Wherever a line below holds the word "this", copy that line.

Records for processing:
● ● ● ● ● ● ●

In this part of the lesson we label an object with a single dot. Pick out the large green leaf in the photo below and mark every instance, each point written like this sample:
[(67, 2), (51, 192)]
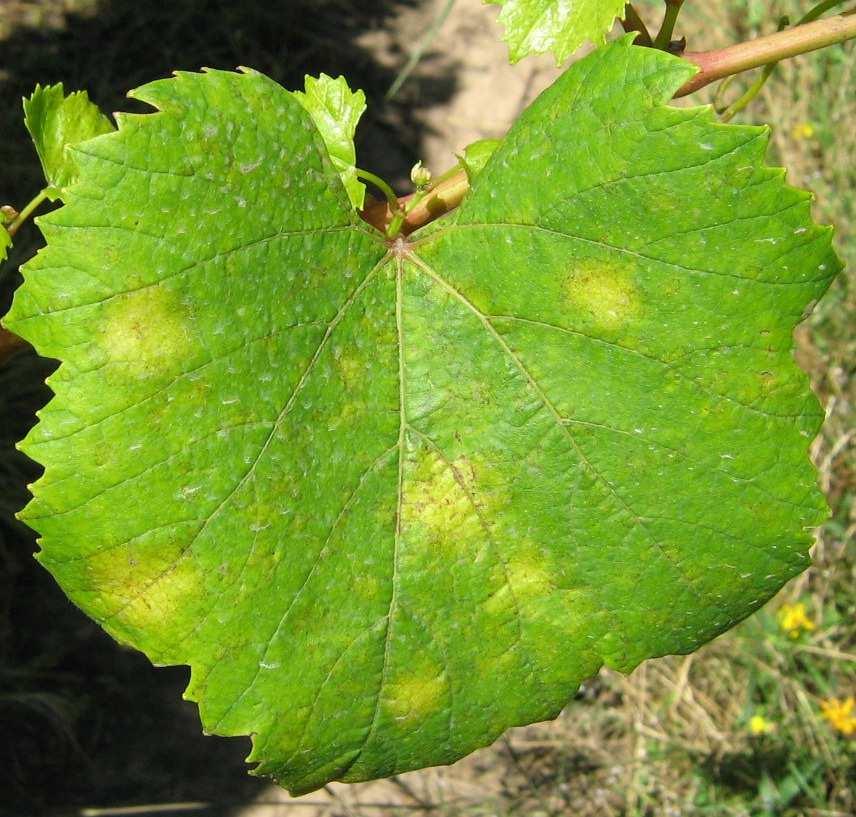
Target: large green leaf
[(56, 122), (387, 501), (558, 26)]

● ● ● ● ● ● ●

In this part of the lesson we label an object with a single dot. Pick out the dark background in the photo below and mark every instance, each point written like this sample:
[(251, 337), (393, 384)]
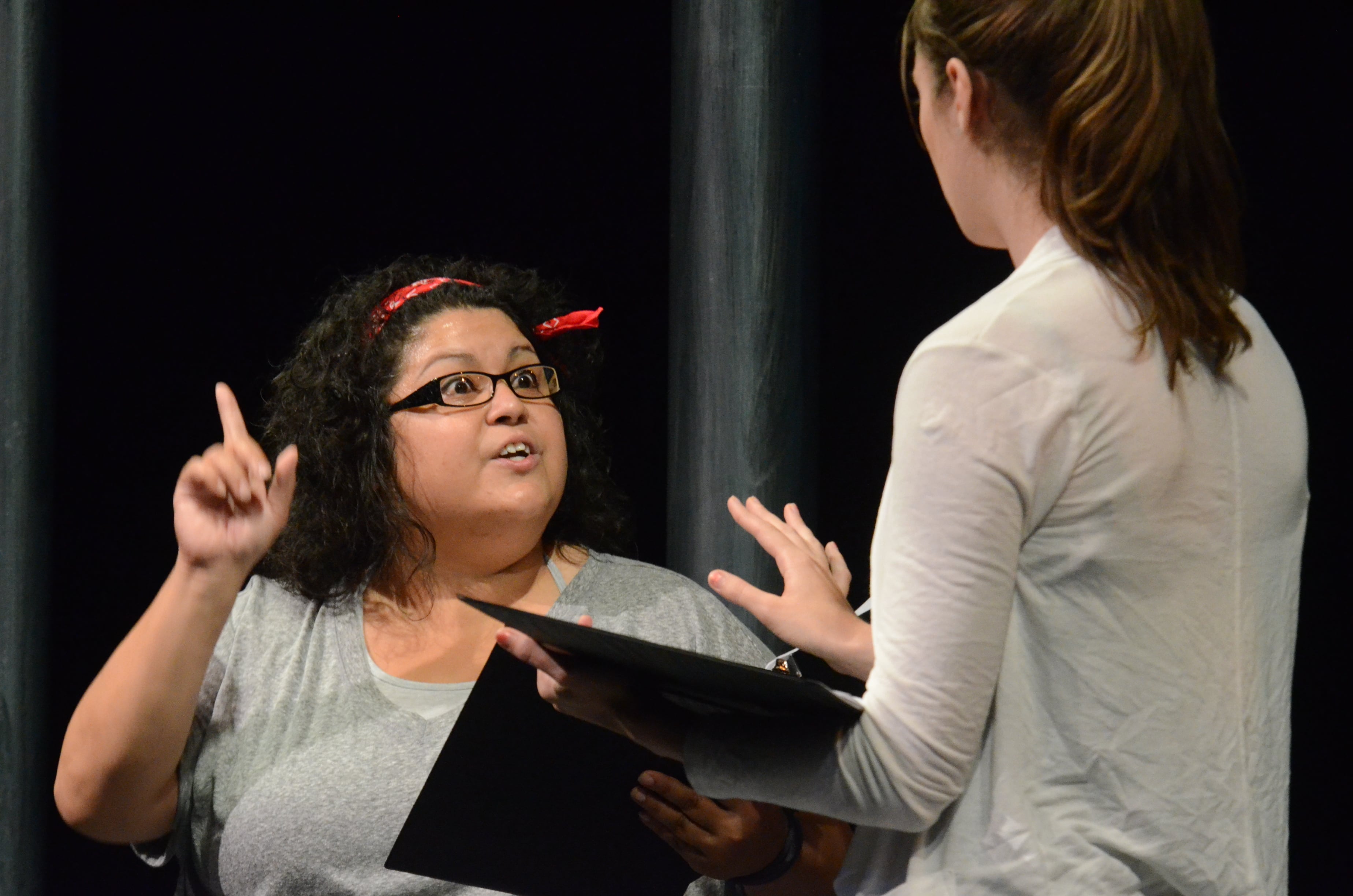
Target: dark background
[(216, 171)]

● ● ● ● ● ● ●

Result:
In this part of the lesson we label an object with a single dot. Pick out the large green leaf in the photo below and mark every instance, each point written like this sample:
In this part of the lesson we label an object with a single dot. Pick out the dark background in the photo below and mark every instance, each point written like this sample:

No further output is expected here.